**Work instruction:** Every entry below should appear in the answer exactly as written, apart from the pictures.

——————————

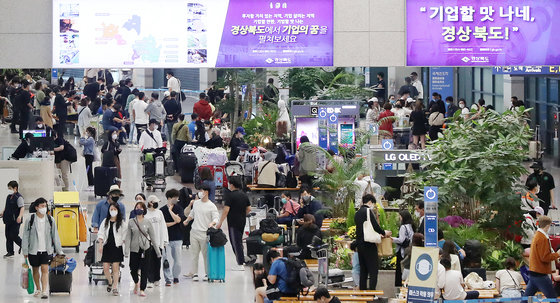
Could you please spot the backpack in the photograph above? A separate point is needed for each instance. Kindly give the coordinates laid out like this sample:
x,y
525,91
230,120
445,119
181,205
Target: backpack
x,y
70,153
217,237
298,275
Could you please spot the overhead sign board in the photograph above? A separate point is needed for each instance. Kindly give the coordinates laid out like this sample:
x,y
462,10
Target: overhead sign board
x,y
187,33
482,33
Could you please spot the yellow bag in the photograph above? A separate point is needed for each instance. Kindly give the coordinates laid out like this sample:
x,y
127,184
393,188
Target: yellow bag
x,y
385,248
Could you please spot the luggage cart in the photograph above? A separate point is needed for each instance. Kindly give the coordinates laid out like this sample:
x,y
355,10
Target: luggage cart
x,y
66,214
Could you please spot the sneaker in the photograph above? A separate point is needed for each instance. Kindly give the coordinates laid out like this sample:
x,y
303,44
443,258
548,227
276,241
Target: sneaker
x,y
238,268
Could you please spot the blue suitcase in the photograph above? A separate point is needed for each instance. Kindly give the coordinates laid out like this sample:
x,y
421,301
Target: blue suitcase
x,y
216,264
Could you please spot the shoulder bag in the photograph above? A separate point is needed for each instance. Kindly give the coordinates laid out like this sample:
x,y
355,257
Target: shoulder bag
x,y
370,235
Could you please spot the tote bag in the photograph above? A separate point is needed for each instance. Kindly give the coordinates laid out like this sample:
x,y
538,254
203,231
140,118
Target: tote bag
x,y
370,235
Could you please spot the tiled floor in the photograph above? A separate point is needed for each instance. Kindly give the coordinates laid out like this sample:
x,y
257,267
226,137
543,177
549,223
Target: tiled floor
x,y
238,286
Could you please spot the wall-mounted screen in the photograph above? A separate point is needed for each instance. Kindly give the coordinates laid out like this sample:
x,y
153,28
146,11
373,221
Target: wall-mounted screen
x,y
192,33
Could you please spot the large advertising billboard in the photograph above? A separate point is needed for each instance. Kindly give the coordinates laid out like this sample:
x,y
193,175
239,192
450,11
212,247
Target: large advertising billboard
x,y
482,33
192,33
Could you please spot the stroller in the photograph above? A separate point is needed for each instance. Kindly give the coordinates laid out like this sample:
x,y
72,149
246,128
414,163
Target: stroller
x,y
153,162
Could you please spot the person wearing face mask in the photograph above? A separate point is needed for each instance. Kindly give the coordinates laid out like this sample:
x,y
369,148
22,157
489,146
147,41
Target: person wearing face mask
x,y
111,235
450,107
140,197
546,185
322,295
88,142
174,215
40,125
367,252
289,211
102,208
464,108
12,215
309,205
140,237
40,241
151,138
110,151
204,215
236,208
155,216
530,200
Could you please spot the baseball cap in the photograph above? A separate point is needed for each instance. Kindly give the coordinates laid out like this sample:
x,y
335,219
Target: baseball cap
x,y
241,130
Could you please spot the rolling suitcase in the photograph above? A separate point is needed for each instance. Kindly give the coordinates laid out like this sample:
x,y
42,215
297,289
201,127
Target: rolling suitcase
x,y
104,177
60,281
67,223
216,264
187,166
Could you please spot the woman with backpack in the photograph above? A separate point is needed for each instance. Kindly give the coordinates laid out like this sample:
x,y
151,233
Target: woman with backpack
x,y
140,247
406,231
40,241
88,142
112,232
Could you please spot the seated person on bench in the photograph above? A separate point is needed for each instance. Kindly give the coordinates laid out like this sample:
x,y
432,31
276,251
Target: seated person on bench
x,y
290,209
305,235
310,205
322,296
267,171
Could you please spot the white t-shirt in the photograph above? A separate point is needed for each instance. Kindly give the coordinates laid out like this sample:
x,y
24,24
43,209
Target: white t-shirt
x,y
454,286
140,111
203,214
160,227
173,84
509,279
41,245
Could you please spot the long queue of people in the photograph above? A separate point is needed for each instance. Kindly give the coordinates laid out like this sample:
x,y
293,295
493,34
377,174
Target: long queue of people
x,y
150,236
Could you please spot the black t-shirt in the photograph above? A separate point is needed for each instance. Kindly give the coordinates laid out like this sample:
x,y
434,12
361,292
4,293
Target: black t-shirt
x,y
174,231
546,182
237,202
58,155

——————————

**Answer to this task:**
Could you please spot the backpack in the photograph above? A separate point is needed for each instance. Kindly give the coordinates laid out like this sample:
x,y
525,91
230,120
445,119
181,205
Target: backpack
x,y
70,153
217,237
298,275
Could you please spot the overhead sign board in the photograph above? A separate point is needed for each instance. Kindly give the coordinates laid out like this sample:
x,y
462,10
Target: overhead sign board
x,y
187,33
482,33
Could you please spot the yellow bag in the photograph above? A separate point is needed for each instance. Kindly give the coordinates laid out like this sample:
x,y
127,184
393,188
Target: yellow bag
x,y
385,248
Could you please spot the luggage cart in the photograph above? A separate point is needed for each instance. Kindly give the coordinates laid out like this sample:
x,y
355,10
Target: luggage cart
x,y
66,214
Could you please spot the sneaker in the photograph above? A separate point is needed for each instance. Kindly give the coordinates laid out like this sample:
x,y
303,44
443,258
548,227
276,241
Target: sneaker
x,y
238,268
Could you please spot the blue suitcase in the photograph above? A separate point is needed for each instance. Kindly give the coordinates laid out like this sample:
x,y
421,301
Target: blue suitcase
x,y
216,264
Could you please spot the shoulder bag in the photograph above? A separate point is needed for each instance. Kindly give the coordinates laid out like this sample:
x,y
355,257
Target: shoulder bag
x,y
370,235
Could you please spot the tote bag in the photograph above? A separate point is needed for each instance. Kindly give the coordinates laid out like this sample:
x,y
538,254
203,231
140,118
Target: tote bag
x,y
370,235
Could you please spot the tiled floor in the photograph above? A separate point is needed for each instance. Kindly give the coordinates laid out like this sample:
x,y
257,267
226,137
543,177
549,223
Target: tiled floor
x,y
238,286
Could you please spot the wall-mounted screen in the photograph above? A separate point is needed for each instance. Kindly give the coordinates laid out like this sample:
x,y
153,28
146,11
373,221
Target: wall-mounted screen
x,y
192,33
Could you please spot the large advertising billboard in the photograph above? A separate point is needed for each instance. Kindly give the coordinates laid out like this sample:
x,y
193,175
239,192
450,11
212,247
Target: large advertising billboard
x,y
482,33
192,33
Could you please spot the stroller in the photograph above? A separate point is needed for each instance. Kindly give the coordinates laid out like this sample:
x,y
72,149
246,128
414,163
Target: stroller
x,y
153,162
Could you please spot the person wearing face mask in the photograph above? A separate point is needed for each instance. Kindly give the coordinates laid out like this sample:
x,y
369,148
22,157
489,146
147,41
Target: person wearing face mask
x,y
111,235
450,107
140,197
546,185
322,295
88,142
174,215
40,125
367,252
289,211
102,208
464,108
12,215
309,205
140,237
40,241
151,138
110,151
204,215
236,208
155,216
530,200
Could you please spot the baseball cap in the photograph above? A separate point is needed for each instance. Kindly give the coordinates laid out like this sample:
x,y
335,219
Target: baseball cap
x,y
241,130
Could you please spot the rolling suitcase in the photograph above? A separate point is needed for each instance. Kindly give the coordinates laid out like this sample:
x,y
42,215
297,289
201,127
Target: rolling suitcase
x,y
104,177
60,281
67,223
216,264
187,166
Could you please spot the woman with backpack in the photograph above? A separate point is needed for each instance. Kindly give the coordinates laid out like this sample:
x,y
151,233
Target: woman with backpack
x,y
140,247
406,231
40,241
88,142
112,232
Could you please spot the seated person on bench in the photograph above? A separate point is needed for each instance. Kindly give the coordinates laid out like this sample:
x,y
432,31
276,251
Target: seated person on bench
x,y
290,209
305,235
310,205
322,296
267,171
Could you please spot the white t-shirt in the photograph above? A separate point is needed for each instance. Kindly give the coordinates laid out like this sample:
x,y
24,24
43,209
Target: white t-shirt
x,y
454,286
140,111
203,214
160,227
173,84
509,279
41,245
Could you please spot the long queue of people in the photograph above? A separate point is needed for each instance. Kindly give the coordinates laid out like this sample:
x,y
293,295
493,34
377,174
Target: long queue of people
x,y
150,236
Could you please spot the black t-shirt in the photograph above? A separate point is needed for each instance. Kindly give the coordinates laid out like this sample:
x,y
434,12
361,292
4,293
Target: black t-shirt
x,y
174,231
546,182
237,202
58,155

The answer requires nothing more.